[start of Document segment]

Wednesday, April 24, 2013

Pulled Pork & The Importance of Preparation

I completely forgot to add the recipe of the pulled pork from last week. It is super simple and we had leftovers for days.

Mexican Pulled Pork 

What you Need:

-1-2lb pork loin
-1 onion
-Green Chiles (I used small Trader Joe's Can)
-Vegetable or chicken stock or broth (you just need liquid)
-1 pack of taco seasoning

This recipe is so simple. All you do is
1. Mix the taco seasoning and broth
2. Throw all ingredients in the crock pot and cook on low for 10 hours
(I was in a hurry so I cooked on high for about 3 hours and low for 4ish-you know it is done when you can easily pull the pork apart with a fork).

[end of Document segment]
[start of Extracted entries]

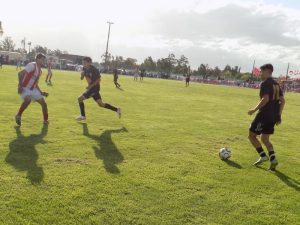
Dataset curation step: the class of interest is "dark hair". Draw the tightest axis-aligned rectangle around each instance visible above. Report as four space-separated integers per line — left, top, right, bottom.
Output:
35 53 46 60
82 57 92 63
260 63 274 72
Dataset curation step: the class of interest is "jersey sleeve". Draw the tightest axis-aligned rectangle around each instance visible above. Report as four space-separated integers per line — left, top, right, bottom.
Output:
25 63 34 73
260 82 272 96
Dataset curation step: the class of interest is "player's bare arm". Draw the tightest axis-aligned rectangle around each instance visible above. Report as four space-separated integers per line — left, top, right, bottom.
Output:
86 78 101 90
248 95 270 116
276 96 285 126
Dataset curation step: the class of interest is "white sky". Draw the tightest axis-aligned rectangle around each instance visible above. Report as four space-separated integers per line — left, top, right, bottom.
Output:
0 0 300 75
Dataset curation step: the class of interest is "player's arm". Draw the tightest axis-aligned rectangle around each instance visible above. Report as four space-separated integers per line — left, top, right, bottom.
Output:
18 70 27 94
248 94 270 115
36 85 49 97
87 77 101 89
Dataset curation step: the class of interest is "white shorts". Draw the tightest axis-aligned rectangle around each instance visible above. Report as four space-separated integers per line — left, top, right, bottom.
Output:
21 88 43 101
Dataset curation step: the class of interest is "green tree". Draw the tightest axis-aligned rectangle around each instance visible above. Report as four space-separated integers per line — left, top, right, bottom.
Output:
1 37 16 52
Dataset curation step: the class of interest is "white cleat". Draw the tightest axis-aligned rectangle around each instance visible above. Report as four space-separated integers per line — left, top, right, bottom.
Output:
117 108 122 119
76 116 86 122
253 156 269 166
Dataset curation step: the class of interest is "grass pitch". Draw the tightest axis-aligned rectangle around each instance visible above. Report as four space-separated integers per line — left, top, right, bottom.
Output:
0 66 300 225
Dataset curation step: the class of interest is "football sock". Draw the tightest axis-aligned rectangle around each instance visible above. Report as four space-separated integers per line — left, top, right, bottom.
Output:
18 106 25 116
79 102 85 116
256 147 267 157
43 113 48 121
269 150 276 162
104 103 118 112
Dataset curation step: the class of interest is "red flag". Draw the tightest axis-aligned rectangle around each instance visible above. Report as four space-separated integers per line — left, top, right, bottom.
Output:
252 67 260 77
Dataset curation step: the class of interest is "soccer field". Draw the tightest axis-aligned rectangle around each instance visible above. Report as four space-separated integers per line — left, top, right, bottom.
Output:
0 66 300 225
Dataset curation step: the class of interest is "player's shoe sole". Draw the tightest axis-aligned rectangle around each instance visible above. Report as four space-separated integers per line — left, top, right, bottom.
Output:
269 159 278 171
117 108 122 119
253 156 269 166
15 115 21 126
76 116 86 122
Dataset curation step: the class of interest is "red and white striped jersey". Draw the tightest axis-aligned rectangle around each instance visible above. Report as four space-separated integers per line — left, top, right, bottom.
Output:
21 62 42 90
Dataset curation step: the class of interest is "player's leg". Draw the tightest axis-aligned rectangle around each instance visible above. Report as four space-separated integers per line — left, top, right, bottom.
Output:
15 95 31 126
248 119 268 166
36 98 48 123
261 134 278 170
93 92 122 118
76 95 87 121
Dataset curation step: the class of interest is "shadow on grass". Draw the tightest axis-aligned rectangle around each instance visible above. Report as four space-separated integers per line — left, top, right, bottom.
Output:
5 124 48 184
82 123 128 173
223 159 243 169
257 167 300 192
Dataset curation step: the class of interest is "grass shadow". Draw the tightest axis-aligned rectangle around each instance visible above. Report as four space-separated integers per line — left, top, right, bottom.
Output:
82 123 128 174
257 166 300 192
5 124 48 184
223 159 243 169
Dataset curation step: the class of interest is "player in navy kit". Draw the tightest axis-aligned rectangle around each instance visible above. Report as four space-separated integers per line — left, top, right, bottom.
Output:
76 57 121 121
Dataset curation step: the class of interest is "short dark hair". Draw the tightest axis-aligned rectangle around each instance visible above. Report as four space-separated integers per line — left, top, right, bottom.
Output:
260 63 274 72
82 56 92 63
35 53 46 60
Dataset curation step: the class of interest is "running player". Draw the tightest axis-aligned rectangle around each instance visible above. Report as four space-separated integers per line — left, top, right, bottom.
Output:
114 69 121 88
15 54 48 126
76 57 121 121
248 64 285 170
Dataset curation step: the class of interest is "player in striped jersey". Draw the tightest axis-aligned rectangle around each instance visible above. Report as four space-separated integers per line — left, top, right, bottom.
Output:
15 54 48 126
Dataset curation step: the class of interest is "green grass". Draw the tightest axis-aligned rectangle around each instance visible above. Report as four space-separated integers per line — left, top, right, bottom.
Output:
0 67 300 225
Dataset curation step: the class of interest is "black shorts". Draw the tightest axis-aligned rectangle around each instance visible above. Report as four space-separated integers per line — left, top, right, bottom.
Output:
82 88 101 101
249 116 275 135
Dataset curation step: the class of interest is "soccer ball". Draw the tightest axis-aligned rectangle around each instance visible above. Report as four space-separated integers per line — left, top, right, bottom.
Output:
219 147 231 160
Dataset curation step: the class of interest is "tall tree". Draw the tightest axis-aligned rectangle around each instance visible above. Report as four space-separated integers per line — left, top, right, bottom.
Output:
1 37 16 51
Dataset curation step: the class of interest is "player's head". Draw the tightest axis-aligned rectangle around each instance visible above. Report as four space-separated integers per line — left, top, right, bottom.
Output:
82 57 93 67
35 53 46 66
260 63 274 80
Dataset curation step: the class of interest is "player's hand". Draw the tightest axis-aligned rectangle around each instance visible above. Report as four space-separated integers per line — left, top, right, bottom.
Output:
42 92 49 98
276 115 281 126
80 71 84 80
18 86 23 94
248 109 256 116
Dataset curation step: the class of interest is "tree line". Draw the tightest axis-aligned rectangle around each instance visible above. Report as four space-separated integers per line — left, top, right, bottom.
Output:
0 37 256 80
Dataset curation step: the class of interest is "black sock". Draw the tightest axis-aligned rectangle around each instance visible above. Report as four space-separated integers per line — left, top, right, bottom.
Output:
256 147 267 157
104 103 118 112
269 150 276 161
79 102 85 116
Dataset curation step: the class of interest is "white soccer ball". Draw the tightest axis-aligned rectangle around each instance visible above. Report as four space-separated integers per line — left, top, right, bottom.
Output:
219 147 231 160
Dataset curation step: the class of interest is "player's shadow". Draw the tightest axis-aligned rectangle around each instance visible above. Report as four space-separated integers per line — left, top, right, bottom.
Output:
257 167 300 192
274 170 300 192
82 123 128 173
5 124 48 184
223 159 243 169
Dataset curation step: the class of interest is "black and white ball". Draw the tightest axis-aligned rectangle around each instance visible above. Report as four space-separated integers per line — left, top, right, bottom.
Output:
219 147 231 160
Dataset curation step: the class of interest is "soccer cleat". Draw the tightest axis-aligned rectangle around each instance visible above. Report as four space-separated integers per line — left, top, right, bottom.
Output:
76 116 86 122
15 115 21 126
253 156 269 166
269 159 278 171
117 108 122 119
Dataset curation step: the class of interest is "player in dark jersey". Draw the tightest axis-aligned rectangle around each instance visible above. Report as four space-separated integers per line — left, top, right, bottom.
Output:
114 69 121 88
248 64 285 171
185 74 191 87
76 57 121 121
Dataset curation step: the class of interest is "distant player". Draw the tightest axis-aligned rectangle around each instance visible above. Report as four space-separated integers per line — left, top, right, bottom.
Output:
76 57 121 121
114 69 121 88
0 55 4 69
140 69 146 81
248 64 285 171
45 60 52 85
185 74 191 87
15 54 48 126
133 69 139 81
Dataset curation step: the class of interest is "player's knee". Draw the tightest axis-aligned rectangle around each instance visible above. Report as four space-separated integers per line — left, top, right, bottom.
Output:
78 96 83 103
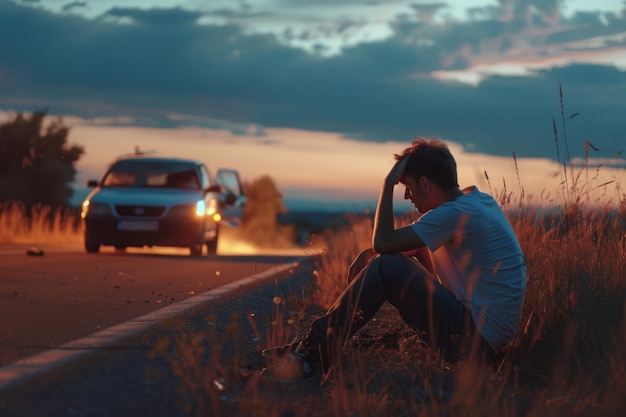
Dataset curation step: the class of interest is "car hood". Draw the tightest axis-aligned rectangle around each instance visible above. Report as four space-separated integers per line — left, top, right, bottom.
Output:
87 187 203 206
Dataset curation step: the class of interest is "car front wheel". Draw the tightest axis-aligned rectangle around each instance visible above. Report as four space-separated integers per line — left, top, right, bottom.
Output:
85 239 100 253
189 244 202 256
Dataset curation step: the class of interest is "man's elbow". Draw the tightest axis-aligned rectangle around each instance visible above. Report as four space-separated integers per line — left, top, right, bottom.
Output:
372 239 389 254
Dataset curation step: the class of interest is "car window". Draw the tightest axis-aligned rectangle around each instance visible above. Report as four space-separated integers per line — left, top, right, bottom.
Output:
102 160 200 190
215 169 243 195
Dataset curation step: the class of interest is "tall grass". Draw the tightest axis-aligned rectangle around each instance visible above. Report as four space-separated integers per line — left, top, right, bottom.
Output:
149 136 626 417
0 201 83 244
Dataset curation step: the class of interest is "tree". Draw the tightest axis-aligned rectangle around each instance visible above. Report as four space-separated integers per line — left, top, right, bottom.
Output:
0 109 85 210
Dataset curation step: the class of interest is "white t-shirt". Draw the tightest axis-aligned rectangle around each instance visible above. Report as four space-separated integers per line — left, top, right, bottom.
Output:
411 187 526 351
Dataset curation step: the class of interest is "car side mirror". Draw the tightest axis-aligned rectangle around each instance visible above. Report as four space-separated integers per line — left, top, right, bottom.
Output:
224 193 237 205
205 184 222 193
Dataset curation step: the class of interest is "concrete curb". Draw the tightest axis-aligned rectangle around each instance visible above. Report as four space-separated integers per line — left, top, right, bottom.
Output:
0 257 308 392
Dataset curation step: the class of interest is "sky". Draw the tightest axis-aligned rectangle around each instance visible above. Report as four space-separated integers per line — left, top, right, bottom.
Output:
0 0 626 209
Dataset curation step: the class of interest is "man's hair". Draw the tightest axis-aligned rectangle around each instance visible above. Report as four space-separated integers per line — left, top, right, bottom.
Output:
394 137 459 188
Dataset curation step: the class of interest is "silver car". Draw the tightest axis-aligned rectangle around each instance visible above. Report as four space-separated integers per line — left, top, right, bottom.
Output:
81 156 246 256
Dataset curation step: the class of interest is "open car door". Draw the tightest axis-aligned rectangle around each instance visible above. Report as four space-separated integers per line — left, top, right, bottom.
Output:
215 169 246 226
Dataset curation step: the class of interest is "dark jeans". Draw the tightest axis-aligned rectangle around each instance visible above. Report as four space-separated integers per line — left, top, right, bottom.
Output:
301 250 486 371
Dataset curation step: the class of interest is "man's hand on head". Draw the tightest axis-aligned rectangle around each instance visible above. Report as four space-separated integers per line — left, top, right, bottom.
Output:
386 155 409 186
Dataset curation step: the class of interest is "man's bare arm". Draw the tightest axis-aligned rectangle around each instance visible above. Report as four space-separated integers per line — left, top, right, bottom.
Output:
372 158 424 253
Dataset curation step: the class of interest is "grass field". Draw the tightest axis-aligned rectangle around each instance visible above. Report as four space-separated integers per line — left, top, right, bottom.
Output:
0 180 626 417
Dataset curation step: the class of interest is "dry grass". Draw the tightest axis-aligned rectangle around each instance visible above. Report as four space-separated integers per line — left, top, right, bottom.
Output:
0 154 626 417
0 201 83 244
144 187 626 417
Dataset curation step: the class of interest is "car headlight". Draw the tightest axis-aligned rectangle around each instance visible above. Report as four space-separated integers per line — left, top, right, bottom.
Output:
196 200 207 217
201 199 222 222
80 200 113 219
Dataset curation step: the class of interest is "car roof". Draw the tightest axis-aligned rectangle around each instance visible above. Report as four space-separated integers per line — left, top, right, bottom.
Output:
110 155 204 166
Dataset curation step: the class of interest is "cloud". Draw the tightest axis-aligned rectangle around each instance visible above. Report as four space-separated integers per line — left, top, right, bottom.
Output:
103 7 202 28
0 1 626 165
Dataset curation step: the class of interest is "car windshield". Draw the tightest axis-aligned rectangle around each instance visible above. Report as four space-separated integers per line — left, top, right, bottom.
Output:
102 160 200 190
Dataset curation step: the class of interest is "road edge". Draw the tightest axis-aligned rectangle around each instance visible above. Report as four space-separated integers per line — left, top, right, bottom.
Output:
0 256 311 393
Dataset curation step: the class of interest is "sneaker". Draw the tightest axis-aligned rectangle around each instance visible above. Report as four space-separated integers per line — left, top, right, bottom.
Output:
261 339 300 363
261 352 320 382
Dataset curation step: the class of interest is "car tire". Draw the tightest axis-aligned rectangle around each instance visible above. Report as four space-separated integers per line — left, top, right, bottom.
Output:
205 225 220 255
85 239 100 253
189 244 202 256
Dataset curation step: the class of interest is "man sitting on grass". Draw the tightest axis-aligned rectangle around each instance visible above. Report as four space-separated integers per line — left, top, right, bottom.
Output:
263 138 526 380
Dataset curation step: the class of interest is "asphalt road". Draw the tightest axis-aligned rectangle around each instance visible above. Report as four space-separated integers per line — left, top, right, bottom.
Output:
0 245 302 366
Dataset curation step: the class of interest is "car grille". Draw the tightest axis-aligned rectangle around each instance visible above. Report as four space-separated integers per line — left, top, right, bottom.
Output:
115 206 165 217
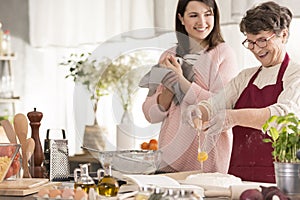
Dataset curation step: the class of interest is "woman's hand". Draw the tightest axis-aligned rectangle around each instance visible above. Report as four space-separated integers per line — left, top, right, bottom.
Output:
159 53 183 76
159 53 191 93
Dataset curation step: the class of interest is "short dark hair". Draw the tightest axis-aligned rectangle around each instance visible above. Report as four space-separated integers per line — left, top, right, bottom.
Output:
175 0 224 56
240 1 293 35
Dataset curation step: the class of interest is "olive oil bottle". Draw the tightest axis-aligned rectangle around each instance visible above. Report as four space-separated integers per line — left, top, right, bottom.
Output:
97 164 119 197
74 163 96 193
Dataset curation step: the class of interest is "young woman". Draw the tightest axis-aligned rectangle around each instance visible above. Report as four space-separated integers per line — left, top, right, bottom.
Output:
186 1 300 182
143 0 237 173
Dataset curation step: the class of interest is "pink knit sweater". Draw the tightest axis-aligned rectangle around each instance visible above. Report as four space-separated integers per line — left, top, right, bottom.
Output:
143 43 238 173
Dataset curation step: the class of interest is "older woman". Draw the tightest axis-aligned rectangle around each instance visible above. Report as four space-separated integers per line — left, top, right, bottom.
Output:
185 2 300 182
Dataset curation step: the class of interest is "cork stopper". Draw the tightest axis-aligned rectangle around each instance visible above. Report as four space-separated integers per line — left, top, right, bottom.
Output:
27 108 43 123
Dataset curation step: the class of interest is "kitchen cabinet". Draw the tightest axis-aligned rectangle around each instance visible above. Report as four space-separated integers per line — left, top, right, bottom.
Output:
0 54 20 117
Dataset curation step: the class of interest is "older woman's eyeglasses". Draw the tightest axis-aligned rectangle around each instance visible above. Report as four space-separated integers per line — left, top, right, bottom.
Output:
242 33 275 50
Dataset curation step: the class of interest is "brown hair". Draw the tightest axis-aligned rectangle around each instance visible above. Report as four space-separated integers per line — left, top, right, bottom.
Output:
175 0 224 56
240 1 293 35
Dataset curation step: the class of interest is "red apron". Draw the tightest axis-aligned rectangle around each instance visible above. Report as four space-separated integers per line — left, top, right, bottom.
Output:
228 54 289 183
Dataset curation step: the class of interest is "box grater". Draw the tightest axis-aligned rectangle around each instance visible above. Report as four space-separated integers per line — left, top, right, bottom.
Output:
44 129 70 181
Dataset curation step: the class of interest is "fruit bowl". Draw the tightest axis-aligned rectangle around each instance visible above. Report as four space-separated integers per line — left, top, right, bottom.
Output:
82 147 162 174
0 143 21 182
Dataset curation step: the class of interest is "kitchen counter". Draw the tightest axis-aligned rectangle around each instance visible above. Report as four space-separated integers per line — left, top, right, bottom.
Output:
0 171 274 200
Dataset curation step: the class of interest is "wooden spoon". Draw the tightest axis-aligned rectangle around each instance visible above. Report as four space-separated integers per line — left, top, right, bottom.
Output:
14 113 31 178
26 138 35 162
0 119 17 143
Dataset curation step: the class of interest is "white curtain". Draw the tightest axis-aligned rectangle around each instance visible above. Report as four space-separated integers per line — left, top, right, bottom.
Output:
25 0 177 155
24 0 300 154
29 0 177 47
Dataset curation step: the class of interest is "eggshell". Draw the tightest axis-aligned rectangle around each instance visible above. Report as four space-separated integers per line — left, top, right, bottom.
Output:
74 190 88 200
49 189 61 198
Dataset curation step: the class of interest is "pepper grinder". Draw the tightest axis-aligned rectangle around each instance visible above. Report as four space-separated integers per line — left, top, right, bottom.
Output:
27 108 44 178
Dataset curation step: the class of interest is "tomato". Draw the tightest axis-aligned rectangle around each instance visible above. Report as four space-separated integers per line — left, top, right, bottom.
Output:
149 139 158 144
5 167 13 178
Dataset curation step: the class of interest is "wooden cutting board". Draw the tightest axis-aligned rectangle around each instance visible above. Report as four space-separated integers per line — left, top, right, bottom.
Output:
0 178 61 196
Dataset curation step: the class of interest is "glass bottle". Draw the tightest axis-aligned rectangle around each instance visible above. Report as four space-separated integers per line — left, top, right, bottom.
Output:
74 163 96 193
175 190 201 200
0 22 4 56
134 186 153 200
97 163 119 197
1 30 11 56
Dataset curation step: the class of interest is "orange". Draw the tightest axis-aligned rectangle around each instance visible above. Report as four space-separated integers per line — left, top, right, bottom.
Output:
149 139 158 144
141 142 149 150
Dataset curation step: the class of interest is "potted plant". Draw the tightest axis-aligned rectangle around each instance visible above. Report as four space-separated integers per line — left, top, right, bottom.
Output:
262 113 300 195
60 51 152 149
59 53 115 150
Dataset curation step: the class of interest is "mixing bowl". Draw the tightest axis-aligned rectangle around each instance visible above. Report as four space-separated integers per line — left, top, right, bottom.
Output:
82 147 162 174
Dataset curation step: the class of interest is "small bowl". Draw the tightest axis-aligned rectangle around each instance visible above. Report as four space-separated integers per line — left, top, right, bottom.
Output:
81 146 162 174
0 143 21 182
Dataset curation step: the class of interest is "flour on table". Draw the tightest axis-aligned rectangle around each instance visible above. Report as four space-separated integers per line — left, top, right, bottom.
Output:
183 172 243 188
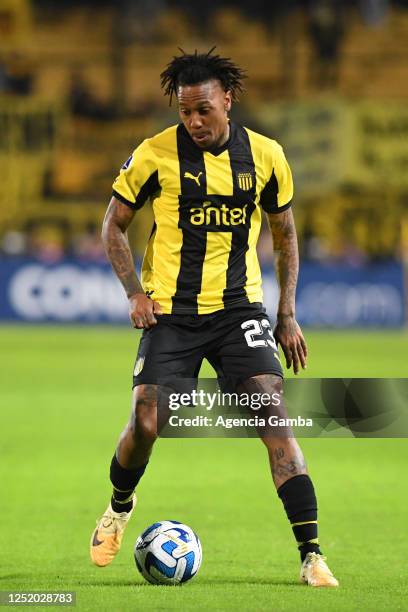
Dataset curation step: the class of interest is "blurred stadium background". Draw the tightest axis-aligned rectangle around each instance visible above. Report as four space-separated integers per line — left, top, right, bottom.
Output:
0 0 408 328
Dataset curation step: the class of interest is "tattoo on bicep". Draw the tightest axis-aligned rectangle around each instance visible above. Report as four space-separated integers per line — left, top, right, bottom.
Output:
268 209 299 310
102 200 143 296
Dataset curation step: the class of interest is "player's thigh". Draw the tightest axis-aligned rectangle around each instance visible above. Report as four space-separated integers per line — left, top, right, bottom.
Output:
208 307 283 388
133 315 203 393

[end of Extracted entries]

◆ **Description of the task**:
Write a continuation of the pulled pork recipe post, starting after its last sentence. The records stand apart from the text and are unrelated material.

◆ **Answer for the task**:
We enjoyed these with some brussel sprouts, guacamole and salsa. The next day we had these again with some asparagus and we munched on leftovers for a couple days after that. It is really great to have something like this in the fridge when doing Paleo (especially a challenge) because I find myself hungry during the day or needing lunch and not having anything to eat. I think that is one of the reasons I have been SO off track lately- because I am not prepared. I will go more into that later.
 First I want to introduce you to a new recipe that was super simple and really tasty. After CrossFit on Saturday Matt and I found ourselves roaming around Whole Foods searching for something to make for brunch. Matt found a bag of sauerkraut and got really excited. Before my journey into eating Paleo there were A LOT of foods I did not like. Just to name a few of things I used to hate but now love: broccoli, tomatoes, brussel sprouts, onions, mushrooms (I still am on the fence about these) and sauerkraut. Out of the list sauerkraut was probably the top thing I disliked. After realizing that I was picky and did not give things a fair try because I actually liked so many of the things I used to hate I decided to give the same shot to sauerkraut. So we grabbed some spicy chicken sausages from the meat counter and I gave sauerkraut a shot.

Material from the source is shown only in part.